Records to process:

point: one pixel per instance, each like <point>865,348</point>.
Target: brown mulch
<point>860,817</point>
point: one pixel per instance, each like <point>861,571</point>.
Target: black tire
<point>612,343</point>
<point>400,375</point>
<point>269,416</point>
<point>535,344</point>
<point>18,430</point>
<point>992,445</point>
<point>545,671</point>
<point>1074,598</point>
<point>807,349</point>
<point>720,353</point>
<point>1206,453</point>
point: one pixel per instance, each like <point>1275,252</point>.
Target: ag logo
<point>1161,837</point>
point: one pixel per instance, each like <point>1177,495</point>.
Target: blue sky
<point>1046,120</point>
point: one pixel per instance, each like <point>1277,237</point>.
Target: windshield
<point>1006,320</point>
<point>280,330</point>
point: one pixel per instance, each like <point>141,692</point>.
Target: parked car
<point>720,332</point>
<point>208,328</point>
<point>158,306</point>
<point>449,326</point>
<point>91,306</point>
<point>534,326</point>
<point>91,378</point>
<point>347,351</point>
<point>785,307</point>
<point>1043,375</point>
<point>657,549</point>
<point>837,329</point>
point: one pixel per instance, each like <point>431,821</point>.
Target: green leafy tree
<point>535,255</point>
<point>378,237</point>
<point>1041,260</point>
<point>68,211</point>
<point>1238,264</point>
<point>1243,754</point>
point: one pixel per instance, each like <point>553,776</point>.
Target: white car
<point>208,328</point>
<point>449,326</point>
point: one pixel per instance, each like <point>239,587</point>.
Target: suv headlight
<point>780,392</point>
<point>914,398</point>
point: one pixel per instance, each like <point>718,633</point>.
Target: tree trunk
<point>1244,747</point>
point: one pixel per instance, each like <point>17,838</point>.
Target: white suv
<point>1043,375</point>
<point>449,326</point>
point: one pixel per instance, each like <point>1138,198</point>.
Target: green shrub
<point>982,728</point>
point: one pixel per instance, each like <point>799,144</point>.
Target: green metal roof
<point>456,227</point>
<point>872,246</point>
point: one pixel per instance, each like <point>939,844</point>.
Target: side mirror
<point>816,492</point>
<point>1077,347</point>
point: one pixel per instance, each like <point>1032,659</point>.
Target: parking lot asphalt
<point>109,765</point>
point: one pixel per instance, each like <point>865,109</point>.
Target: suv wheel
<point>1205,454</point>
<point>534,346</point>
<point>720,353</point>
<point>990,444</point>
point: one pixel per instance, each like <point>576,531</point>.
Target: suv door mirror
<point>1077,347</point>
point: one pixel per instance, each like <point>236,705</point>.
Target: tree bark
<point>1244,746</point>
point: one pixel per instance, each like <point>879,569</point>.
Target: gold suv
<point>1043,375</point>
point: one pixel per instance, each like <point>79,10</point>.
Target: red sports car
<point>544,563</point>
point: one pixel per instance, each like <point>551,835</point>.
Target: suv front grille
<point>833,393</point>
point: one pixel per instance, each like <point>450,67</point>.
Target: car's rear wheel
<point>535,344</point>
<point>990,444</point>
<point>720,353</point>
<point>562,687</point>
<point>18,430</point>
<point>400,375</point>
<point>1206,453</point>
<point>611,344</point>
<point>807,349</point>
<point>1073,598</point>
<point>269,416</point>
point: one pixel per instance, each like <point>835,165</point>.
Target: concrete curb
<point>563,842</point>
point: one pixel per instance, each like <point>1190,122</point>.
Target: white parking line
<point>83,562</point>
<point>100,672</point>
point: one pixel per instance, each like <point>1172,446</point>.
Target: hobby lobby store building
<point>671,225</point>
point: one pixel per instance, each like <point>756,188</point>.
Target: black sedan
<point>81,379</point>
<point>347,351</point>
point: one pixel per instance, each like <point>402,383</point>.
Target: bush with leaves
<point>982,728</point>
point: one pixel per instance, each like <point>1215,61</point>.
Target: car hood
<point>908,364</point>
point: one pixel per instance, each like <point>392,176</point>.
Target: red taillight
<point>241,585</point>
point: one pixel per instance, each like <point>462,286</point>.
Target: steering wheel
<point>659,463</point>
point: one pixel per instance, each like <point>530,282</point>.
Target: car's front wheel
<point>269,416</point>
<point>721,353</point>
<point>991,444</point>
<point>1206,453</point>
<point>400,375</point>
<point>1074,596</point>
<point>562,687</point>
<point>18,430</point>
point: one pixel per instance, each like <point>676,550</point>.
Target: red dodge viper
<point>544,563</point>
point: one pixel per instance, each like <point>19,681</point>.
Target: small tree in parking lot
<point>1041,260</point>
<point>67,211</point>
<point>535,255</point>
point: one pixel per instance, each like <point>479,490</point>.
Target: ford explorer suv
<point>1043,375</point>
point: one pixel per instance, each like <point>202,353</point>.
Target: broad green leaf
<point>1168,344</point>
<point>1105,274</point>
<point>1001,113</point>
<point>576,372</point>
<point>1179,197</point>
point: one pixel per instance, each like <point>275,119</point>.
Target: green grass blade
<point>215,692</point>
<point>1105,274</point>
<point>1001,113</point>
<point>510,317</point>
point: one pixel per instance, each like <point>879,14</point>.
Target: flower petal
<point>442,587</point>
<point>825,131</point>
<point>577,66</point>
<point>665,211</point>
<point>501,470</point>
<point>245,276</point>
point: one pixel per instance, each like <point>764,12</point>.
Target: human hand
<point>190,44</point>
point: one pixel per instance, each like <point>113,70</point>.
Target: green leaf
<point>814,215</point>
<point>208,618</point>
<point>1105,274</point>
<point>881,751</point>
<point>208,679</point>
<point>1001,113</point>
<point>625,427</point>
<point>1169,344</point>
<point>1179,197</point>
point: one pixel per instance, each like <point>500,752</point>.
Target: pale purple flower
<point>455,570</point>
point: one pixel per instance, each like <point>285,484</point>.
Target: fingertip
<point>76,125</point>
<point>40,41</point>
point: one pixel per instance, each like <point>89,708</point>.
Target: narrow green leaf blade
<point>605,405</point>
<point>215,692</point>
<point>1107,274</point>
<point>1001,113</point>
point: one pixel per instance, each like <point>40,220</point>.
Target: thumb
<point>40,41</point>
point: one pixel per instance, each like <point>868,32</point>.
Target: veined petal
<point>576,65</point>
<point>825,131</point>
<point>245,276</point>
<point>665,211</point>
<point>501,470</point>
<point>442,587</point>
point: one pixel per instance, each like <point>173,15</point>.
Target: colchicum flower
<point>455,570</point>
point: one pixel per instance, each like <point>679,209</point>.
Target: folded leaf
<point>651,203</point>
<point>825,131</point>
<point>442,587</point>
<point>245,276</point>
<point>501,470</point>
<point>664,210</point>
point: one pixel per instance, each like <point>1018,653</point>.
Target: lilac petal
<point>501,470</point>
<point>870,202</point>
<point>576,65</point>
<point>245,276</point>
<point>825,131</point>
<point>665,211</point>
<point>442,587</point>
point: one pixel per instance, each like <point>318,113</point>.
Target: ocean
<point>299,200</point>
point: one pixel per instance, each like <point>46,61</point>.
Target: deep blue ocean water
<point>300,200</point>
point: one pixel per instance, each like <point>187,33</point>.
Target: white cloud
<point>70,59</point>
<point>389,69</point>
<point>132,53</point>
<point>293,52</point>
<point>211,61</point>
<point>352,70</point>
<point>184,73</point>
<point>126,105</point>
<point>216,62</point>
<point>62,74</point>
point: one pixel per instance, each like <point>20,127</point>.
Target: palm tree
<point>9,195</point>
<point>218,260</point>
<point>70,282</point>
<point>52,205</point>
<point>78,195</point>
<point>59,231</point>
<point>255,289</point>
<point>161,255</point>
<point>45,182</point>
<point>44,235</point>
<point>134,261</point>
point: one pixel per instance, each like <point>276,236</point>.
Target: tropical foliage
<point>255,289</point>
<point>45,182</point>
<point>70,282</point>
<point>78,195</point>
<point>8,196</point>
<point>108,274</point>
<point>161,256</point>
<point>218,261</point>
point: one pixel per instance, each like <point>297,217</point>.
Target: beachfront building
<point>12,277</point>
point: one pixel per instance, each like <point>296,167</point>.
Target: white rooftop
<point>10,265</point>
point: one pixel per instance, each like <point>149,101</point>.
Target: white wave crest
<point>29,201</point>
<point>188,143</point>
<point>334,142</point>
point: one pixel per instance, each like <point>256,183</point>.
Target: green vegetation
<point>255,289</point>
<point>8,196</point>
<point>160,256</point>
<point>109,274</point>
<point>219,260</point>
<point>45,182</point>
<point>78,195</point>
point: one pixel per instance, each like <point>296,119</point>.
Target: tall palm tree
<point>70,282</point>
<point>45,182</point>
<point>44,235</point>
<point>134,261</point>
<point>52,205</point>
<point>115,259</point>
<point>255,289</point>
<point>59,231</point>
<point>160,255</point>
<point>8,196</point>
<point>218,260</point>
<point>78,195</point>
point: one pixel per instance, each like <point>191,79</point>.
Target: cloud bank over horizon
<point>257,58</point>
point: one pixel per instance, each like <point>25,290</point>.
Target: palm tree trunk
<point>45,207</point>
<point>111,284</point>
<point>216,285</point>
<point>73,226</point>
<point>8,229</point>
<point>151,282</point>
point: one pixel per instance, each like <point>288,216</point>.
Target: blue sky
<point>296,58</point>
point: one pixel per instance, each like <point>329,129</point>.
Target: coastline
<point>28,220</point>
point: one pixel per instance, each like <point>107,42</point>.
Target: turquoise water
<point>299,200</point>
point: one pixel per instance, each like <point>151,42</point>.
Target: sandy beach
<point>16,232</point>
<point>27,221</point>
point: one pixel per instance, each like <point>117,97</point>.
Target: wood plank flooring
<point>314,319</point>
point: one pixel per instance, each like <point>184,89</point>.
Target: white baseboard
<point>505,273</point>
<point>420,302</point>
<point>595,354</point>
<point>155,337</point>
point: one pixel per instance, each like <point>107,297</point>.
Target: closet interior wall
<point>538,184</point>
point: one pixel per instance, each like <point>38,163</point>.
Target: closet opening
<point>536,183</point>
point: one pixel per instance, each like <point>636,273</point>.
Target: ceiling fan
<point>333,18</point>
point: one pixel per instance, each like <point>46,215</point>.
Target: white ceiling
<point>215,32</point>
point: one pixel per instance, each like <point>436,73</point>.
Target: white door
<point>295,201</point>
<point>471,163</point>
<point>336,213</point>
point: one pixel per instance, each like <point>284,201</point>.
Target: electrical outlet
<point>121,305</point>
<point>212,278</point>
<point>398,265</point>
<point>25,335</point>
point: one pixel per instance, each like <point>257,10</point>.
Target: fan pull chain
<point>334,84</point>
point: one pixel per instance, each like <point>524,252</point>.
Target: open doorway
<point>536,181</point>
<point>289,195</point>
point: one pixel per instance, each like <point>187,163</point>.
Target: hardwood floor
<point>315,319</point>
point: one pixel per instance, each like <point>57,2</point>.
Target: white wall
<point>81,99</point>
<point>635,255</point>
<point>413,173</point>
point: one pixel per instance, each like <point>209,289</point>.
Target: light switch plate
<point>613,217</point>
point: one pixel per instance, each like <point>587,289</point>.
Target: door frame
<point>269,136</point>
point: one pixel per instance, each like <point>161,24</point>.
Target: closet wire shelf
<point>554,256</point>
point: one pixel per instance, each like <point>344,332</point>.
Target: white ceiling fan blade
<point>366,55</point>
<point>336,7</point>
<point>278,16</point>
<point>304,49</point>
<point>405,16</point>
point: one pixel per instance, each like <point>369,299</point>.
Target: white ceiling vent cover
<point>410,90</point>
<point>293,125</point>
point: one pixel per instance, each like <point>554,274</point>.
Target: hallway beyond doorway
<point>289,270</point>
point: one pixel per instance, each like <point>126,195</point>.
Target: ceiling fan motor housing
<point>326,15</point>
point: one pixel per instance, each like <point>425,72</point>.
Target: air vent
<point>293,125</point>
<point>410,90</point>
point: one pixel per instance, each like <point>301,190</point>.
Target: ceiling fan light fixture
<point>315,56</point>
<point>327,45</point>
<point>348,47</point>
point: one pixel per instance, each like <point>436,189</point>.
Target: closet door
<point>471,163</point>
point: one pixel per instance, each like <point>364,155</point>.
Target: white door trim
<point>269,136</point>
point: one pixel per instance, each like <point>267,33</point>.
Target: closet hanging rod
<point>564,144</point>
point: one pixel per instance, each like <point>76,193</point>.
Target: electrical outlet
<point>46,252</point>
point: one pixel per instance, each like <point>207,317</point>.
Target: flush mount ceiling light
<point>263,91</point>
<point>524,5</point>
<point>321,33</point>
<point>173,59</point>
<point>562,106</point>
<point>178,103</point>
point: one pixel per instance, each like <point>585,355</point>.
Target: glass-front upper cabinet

Directions: Each line from the one containing "point: one pixel per instance, each like <point>425,72</point>." to the final line of the entries above must be returned exactly, and no other line may appear.

Reply:
point: one pixel per instance, each like <point>425,72</point>.
Target: air vent
<point>293,125</point>
<point>410,90</point>
point: one pixel per instance, each like <point>301,190</point>.
Target: ceiling fan light fixture
<point>315,56</point>
<point>327,45</point>
<point>348,47</point>
point: one pixel per instance, each like <point>436,189</point>.
Target: closet door
<point>471,163</point>
point: one pixel per instance, each like <point>364,155</point>.
Target: white door trim
<point>269,136</point>
point: one pixel per instance, each like <point>267,33</point>.
Target: closet hanging rod
<point>564,144</point>
point: one pixel per instance, each like <point>76,193</point>.
Target: electrical outlet
<point>46,252</point>
point: one pixel per instance, each like <point>207,317</point>.
Target: flush mount ceiling light
<point>263,91</point>
<point>524,5</point>
<point>321,33</point>
<point>173,59</point>
<point>562,106</point>
<point>178,103</point>
point: one pixel per instance, each like <point>585,355</point>.
Target: glass-front upper cabinet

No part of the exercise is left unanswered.